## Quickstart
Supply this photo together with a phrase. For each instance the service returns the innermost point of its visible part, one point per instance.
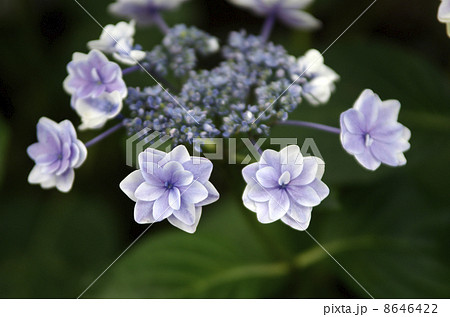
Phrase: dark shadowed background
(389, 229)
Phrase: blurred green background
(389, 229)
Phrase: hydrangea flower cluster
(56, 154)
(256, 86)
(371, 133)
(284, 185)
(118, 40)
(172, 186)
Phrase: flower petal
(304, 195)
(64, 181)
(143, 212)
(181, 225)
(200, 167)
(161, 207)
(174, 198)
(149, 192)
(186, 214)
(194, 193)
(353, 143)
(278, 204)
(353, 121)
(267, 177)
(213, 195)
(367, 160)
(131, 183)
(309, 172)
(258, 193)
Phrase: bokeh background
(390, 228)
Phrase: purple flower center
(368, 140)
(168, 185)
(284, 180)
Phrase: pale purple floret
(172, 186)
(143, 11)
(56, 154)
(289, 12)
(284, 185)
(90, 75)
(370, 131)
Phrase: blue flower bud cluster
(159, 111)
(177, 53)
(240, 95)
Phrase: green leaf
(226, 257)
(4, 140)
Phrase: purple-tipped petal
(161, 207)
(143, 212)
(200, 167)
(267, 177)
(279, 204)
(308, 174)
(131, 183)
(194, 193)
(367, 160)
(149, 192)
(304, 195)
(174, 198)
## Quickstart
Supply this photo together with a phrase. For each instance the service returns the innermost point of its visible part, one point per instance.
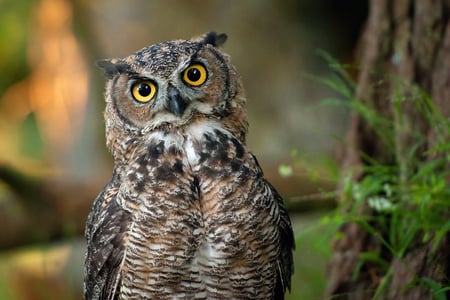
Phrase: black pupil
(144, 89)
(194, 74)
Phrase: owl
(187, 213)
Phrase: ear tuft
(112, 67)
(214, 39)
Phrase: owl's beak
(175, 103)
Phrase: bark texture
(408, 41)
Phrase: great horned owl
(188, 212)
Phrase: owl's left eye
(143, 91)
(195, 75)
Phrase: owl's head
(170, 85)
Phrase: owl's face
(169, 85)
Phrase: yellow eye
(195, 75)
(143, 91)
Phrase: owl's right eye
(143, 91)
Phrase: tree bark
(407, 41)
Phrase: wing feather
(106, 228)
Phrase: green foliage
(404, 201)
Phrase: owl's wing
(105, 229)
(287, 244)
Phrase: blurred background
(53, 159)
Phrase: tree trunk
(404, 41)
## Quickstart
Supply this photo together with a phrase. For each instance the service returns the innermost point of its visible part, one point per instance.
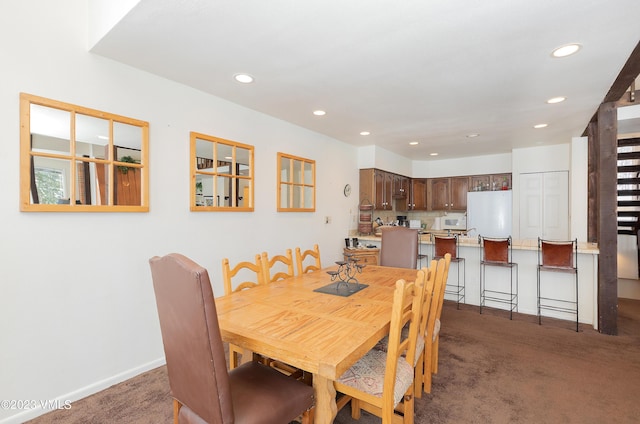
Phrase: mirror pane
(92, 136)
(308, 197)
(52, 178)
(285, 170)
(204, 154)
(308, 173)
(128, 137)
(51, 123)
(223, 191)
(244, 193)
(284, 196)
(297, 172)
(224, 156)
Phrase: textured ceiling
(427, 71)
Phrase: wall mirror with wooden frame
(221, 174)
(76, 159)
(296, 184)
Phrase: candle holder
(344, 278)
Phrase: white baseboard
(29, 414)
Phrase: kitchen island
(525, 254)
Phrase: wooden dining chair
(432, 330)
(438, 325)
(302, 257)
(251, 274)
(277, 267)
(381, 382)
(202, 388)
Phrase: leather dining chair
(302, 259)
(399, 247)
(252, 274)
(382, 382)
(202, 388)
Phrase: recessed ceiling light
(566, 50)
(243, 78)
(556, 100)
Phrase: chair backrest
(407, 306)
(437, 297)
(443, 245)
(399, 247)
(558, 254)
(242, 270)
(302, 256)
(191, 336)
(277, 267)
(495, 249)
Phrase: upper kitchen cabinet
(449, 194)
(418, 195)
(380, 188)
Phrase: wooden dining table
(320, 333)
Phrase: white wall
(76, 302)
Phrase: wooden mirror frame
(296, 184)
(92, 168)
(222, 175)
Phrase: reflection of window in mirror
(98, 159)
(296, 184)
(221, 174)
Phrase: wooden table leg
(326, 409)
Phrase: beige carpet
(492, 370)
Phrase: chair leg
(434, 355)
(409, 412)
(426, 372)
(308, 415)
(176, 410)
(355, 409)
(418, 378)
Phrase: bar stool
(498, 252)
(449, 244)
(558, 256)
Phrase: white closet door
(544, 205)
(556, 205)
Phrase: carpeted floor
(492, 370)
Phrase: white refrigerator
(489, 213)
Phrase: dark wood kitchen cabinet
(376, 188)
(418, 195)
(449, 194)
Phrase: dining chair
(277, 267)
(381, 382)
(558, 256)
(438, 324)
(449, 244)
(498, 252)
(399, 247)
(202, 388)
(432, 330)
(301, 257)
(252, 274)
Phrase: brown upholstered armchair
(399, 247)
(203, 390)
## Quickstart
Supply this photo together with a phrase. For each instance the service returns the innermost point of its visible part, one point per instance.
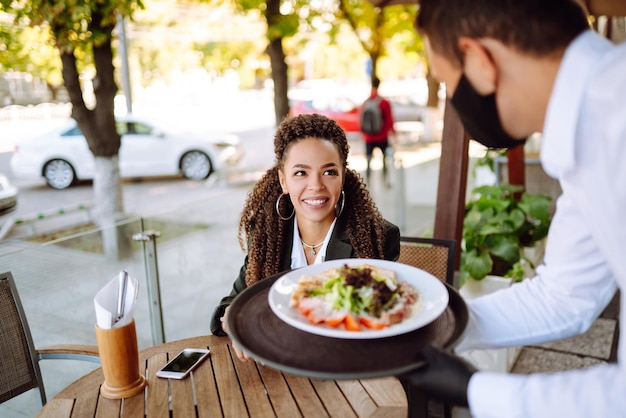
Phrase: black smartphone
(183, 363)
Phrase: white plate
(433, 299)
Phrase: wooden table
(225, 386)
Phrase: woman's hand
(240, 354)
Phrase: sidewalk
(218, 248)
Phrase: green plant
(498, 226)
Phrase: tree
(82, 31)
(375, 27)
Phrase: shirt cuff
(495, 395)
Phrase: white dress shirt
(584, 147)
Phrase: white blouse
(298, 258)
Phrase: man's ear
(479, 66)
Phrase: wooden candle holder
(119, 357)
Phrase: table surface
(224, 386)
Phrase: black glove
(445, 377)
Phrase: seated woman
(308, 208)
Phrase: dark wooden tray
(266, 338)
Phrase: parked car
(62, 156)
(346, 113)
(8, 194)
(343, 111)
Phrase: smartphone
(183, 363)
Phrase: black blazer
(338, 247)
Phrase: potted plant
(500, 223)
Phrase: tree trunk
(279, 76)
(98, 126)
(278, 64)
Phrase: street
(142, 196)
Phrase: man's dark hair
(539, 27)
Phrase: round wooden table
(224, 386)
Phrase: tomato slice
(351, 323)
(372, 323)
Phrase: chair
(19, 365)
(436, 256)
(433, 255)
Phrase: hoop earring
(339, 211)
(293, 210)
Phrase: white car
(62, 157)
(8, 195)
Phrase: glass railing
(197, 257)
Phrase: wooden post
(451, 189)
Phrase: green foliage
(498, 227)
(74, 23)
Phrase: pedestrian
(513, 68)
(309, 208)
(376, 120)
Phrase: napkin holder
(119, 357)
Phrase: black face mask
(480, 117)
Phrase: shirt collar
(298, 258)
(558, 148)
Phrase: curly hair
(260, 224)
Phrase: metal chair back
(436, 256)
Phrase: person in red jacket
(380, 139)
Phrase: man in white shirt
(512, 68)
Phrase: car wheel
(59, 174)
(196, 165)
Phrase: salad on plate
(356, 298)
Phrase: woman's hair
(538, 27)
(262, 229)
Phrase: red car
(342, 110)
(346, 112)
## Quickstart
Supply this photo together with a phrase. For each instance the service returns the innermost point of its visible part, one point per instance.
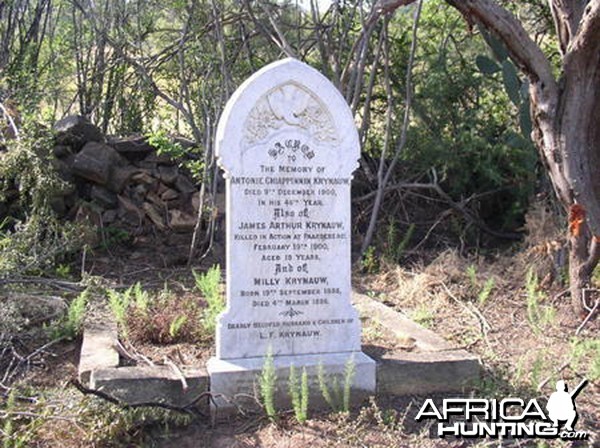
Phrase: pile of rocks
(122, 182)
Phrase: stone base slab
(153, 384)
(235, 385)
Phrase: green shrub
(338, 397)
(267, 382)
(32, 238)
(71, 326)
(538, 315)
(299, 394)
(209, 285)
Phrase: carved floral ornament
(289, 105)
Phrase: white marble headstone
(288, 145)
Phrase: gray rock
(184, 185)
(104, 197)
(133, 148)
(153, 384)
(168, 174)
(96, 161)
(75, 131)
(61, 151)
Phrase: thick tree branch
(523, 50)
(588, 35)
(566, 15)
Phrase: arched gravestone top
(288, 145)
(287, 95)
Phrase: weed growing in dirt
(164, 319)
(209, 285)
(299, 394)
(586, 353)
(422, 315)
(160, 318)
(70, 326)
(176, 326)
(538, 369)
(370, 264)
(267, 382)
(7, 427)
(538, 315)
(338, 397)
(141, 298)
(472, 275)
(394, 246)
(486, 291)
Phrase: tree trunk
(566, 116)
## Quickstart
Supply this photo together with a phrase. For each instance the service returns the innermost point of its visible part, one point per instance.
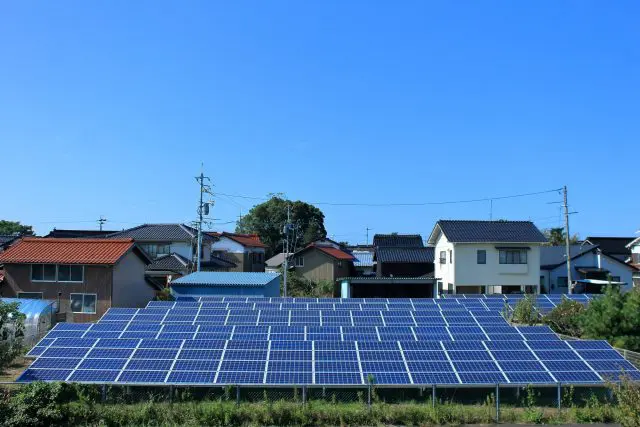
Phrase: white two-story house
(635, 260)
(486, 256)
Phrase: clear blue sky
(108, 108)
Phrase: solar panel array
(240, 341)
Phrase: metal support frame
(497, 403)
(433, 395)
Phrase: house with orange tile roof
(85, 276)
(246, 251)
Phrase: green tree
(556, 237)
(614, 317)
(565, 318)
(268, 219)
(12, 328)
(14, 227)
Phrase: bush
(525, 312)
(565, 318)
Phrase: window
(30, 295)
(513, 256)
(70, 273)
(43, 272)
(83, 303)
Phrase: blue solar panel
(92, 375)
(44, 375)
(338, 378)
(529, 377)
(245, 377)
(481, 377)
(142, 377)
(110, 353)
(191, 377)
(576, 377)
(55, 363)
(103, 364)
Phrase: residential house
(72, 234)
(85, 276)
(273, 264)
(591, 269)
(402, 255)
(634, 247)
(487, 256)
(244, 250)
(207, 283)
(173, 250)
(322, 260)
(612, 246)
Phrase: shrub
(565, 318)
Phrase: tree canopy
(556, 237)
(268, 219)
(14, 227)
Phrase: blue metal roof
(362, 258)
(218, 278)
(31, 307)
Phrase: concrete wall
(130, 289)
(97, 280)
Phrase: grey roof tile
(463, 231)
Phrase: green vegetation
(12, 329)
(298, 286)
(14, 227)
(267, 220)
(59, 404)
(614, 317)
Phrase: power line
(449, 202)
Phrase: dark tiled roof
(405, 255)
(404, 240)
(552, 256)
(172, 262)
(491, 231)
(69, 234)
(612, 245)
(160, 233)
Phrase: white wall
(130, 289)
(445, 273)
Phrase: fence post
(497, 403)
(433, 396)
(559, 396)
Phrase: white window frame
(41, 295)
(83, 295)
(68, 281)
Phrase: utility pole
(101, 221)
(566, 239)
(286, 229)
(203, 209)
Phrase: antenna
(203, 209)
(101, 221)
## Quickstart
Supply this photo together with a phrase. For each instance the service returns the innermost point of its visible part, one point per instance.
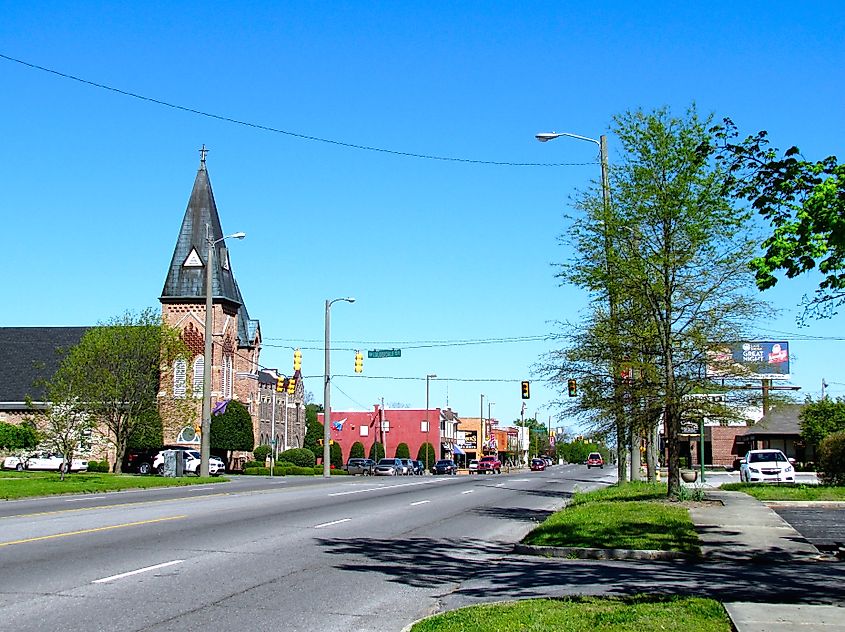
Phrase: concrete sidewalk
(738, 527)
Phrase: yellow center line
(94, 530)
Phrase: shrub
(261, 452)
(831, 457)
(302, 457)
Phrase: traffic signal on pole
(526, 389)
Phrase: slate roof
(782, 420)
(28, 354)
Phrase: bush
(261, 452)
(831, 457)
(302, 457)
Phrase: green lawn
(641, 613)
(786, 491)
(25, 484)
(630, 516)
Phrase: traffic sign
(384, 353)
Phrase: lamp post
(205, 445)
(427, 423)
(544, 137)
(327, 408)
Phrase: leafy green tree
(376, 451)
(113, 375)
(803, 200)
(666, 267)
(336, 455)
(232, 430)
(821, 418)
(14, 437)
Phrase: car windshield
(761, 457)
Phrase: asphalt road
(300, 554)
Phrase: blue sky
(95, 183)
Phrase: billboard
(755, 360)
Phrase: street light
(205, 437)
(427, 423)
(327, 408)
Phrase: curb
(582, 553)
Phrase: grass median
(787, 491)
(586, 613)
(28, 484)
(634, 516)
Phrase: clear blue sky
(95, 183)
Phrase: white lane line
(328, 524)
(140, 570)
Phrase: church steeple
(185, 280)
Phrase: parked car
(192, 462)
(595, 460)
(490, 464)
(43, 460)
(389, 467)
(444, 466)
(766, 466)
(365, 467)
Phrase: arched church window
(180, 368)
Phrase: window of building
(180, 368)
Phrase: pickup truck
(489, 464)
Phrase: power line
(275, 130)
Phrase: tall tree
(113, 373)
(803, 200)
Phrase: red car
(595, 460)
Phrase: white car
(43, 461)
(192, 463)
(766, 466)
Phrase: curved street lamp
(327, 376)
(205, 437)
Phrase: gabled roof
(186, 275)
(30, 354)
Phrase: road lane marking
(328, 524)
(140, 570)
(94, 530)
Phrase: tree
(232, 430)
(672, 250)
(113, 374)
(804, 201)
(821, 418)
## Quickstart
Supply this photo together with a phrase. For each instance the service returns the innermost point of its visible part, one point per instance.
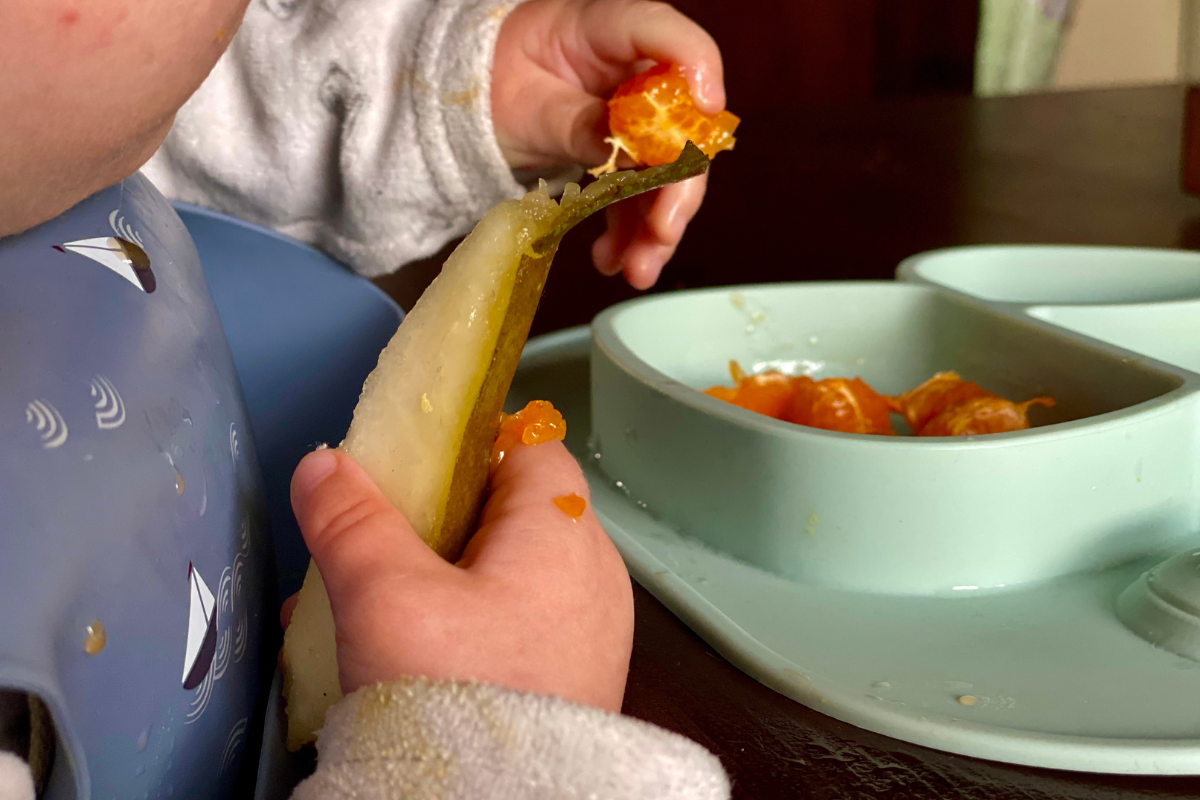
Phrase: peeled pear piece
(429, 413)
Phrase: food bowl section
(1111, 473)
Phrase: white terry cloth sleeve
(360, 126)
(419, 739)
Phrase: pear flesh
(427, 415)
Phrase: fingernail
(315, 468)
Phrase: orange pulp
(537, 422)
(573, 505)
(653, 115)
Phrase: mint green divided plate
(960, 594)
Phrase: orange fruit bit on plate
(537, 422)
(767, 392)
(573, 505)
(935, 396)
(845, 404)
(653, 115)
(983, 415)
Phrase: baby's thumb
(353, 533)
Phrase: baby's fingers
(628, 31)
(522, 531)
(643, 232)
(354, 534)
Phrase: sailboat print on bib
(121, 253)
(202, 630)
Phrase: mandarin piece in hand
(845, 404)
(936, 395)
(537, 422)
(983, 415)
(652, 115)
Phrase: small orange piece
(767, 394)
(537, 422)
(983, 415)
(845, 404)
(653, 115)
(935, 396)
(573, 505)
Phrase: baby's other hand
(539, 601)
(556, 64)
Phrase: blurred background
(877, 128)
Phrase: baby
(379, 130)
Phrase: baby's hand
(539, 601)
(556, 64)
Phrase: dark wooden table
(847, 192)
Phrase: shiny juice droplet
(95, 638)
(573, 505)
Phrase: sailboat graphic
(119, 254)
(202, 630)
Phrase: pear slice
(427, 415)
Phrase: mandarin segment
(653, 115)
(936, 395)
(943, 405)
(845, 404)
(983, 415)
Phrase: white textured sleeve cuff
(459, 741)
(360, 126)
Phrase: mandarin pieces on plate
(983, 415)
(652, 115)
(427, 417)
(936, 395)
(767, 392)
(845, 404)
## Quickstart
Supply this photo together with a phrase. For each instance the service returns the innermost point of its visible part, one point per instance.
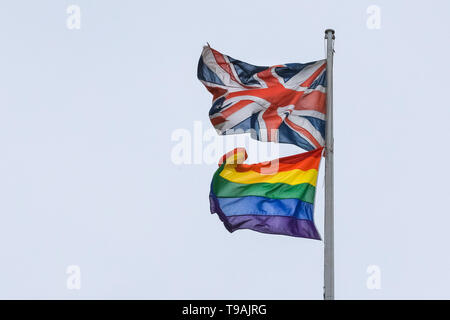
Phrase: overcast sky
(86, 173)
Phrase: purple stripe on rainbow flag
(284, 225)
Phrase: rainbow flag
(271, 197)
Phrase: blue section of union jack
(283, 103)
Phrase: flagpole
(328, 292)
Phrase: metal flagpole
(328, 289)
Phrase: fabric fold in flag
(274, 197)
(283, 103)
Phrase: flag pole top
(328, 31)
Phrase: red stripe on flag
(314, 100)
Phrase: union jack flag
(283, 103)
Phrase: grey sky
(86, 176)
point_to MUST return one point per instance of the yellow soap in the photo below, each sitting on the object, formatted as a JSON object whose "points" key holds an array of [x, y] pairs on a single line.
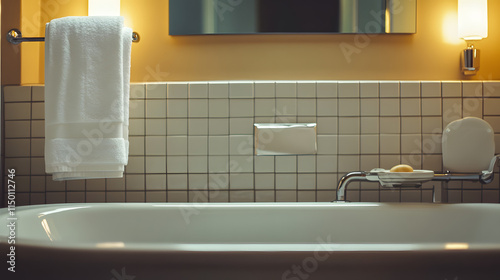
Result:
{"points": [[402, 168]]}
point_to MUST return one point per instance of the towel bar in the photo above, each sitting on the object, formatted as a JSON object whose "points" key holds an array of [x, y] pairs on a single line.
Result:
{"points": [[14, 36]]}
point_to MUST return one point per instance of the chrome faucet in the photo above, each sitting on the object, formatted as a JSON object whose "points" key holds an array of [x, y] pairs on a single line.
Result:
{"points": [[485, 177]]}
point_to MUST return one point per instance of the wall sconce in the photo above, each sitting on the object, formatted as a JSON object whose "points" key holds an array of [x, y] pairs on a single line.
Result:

» ARBEITSAUFTRAG
Geben Sie den Abschnitt der obigen Daten von der Zeile mit „Phrase: shiny juice droplet“ bis einschließlich zum Ende der Daten erneut wieder und tauschen Sie dabei „Quickstart“ gegen „Schnellstart“ aus, ohne sonst etwas zu verändern. Lassen Sie die Bilder in der Antwort weg.

» LÖSUNG
Phrase: shiny juice droplet
(95, 638)
(573, 505)
Phrase: sailboat graphic
(119, 254)
(202, 630)
Phrase: pear slice
(427, 415)
Phrase: mandarin segment
(653, 115)
(936, 395)
(943, 405)
(845, 404)
(983, 415)
Phrase: white textured sleeve cuff
(459, 741)
(360, 126)
Phrase: mandarin pieces on plate
(983, 415)
(652, 115)
(427, 417)
(936, 395)
(767, 392)
(845, 404)
## Schnellstart
Supply this photo together with a phrase. For each instance the service returns the innermost point of its visible part, one point per instance.
Phrase: overcast sky
(86, 173)
Phrase: purple stripe on rainbow flag
(284, 225)
Phrase: rainbow flag
(271, 197)
Phrase: blue section of union jack
(283, 103)
Phrase: flagpole
(328, 292)
Phrase: metal flagpole
(328, 289)
Phrase: fabric fold in flag
(274, 197)
(283, 103)
Phrase: flag pole top
(328, 31)
Phrase: red stripe on flag
(314, 100)
Phrase: union jack flag
(283, 103)
Phrase: grey sky
(86, 176)
point_to MUST return one point per instance of the yellow soap in the photo below, each sitting on the object, formatted as a JSON object whose "points" key holds an array of [x, y] pairs on a single line.
Result:
{"points": [[402, 168]]}
point_to MUST return one point per instance of the towel bar in the photo above, each sitting on the object, formatted as a JSON object whose "points" key holds an array of [x, y] pairs on a single line.
Result:
{"points": [[14, 36]]}
point_to MUST return one point per instance of the chrome faucet in the photo above, each sitting on the object, formatted as a JSON object whose "points" key holds an array of [x, y] pairs on a single line.
Result:
{"points": [[485, 177]]}
point_to MUST return one point per instance of the wall sconce in the photo above, each sitting on the object, formatted as a JSON object whose "points" key holds an array of [x, y] pairs on a single line.
Result:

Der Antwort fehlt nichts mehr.